■ Task statement:
Nothing but the text of the records belongs in your answer: repeat all of it exactly and leave out the images.

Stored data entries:

_ _ _

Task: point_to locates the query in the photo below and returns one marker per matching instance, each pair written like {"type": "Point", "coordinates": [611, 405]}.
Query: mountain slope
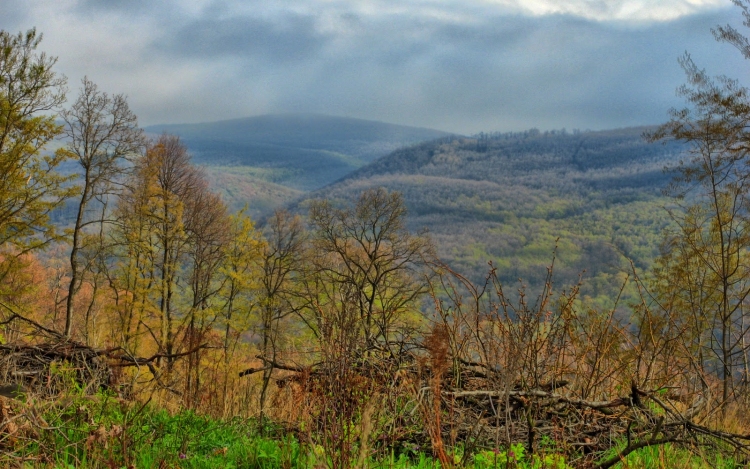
{"type": "Point", "coordinates": [299, 151]}
{"type": "Point", "coordinates": [507, 198]}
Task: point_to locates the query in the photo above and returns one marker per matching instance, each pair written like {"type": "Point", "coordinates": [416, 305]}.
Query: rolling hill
{"type": "Point", "coordinates": [288, 153]}
{"type": "Point", "coordinates": [510, 198]}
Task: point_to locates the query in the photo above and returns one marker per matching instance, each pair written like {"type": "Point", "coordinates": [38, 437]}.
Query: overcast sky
{"type": "Point", "coordinates": [456, 65]}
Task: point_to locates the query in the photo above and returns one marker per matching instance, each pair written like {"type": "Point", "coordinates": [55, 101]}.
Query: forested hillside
{"type": "Point", "coordinates": [162, 328]}
{"type": "Point", "coordinates": [265, 161]}
{"type": "Point", "coordinates": [506, 198]}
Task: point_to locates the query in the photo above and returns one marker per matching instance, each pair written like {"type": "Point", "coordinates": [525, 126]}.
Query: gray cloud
{"type": "Point", "coordinates": [456, 66]}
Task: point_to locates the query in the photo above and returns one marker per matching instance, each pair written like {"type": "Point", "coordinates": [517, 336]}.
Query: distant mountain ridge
{"type": "Point", "coordinates": [507, 198]}
{"type": "Point", "coordinates": [298, 151]}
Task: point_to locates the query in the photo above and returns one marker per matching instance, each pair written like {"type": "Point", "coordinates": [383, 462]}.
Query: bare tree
{"type": "Point", "coordinates": [102, 133]}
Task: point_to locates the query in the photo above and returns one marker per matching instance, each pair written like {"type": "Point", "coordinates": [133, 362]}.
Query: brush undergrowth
{"type": "Point", "coordinates": [104, 432]}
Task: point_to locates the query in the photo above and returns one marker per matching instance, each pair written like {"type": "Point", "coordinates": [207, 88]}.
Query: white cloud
{"type": "Point", "coordinates": [616, 10]}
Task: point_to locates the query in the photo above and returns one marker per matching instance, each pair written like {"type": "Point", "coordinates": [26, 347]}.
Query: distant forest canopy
{"type": "Point", "coordinates": [293, 151]}
{"type": "Point", "coordinates": [503, 197]}
{"type": "Point", "coordinates": [508, 197]}
{"type": "Point", "coordinates": [378, 337]}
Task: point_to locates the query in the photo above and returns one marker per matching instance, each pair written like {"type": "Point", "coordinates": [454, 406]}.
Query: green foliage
{"type": "Point", "coordinates": [30, 187]}
{"type": "Point", "coordinates": [516, 457]}
{"type": "Point", "coordinates": [670, 455]}
{"type": "Point", "coordinates": [514, 197]}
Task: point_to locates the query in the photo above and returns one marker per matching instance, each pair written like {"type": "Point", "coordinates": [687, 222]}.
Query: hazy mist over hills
{"type": "Point", "coordinates": [267, 161]}
{"type": "Point", "coordinates": [507, 198]}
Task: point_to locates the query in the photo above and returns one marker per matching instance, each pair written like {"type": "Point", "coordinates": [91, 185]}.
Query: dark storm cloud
{"type": "Point", "coordinates": [463, 66]}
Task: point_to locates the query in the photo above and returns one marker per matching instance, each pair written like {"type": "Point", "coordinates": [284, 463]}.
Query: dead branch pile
{"type": "Point", "coordinates": [53, 367]}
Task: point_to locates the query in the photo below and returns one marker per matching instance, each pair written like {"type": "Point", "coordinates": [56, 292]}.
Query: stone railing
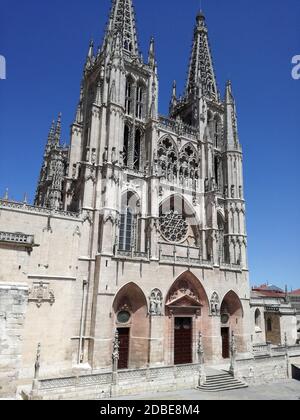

_ _ _

■ Completed task:
Task: point_to locates the query in the photo below and returns one marker per matching instance, each pair written like {"type": "Point", "coordinates": [611, 405]}.
Query: mountain slope
{"type": "Point", "coordinates": [299, 151]}
{"type": "Point", "coordinates": [507, 198]}
Task: point_to locates the query in the photo above and returns one marker per matching instance, each pair written like {"type": "Point", "coordinates": [416, 305]}.
Query: rolling hill
{"type": "Point", "coordinates": [288, 153]}
{"type": "Point", "coordinates": [510, 198]}
Task: point_to locates the query in the photo above and returns one marker per matching instance, each pair written like {"type": "Point", "coordinates": [38, 437]}.
Query: overcast sky
{"type": "Point", "coordinates": [456, 65]}
Task: point_to locates the query in the photo above and returns one marker per matching instance, each pair written like {"type": "Point", "coordinates": [55, 101]}.
Query: forested hillside
{"type": "Point", "coordinates": [162, 328]}
{"type": "Point", "coordinates": [265, 161]}
{"type": "Point", "coordinates": [506, 198]}
Task: point_to locates the query in the photo above and returns one marker per matching instance, each pair written like {"type": "Point", "coordinates": [525, 126]}.
Query: gray cloud
{"type": "Point", "coordinates": [456, 66]}
Task: point_to locates the query in the photo above and returns one marker per matching instance, each pair written like {"type": "Point", "coordinates": [517, 336]}.
Query: distant mountain ridge
{"type": "Point", "coordinates": [507, 198]}
{"type": "Point", "coordinates": [298, 151]}
Task: point_to locates the query in the photo above and returns one marker per matching instance, each pair written like {"type": "Point", "coordinates": [383, 462]}.
Query: bare tree
{"type": "Point", "coordinates": [102, 133]}
Task: point_to locates the query in the photo above and returns one marker per matching instance, each pair written like {"type": "Point", "coordinates": [133, 362]}.
Query: brush undergrowth
{"type": "Point", "coordinates": [104, 432]}
Task: point_to locates the query in the photo above and returns one marker per matching instance, each pair written like {"type": "Point", "coordinates": [207, 88]}.
Query: white cloud
{"type": "Point", "coordinates": [616, 10]}
Task: point_to locates the query in the photo above and returns one marker per matching instance, each pair written like {"type": "Point", "coordinates": [26, 347]}.
Query: distant forest canopy
{"type": "Point", "coordinates": [293, 151]}
{"type": "Point", "coordinates": [503, 197]}
{"type": "Point", "coordinates": [508, 197]}
{"type": "Point", "coordinates": [378, 337]}
Task: point_to locates the query in the photo above and returns one marker per matching instance, each pair written like {"type": "Point", "coordinates": [454, 406]}.
Query: green foliage
{"type": "Point", "coordinates": [30, 187]}
{"type": "Point", "coordinates": [516, 457]}
{"type": "Point", "coordinates": [670, 455]}
{"type": "Point", "coordinates": [514, 197]}
Task: point_to locates the query in the photo above and returns one marker per matching instance, each pair written like {"type": "Point", "coordinates": [687, 222]}.
Query: hazy mist over hills
{"type": "Point", "coordinates": [267, 161]}
{"type": "Point", "coordinates": [507, 198]}
Task: point_to locates the query in the photo above and returns one marker per matching instance, each pair written like {"type": "Point", "coordinates": [91, 185]}.
Query: dark storm cloud
{"type": "Point", "coordinates": [463, 66]}
Task: point_to locates the query in the photo above and returns one marker per matching instance, each pair written like {"type": "Point", "coordinates": [284, 463]}.
Query: dead branch pile
{"type": "Point", "coordinates": [53, 367]}
Task: point_to locates the query in the photo below and returns one marker per matching instance, each pair written like {"type": "Point", "coordinates": [56, 292]}.
Query: stone railing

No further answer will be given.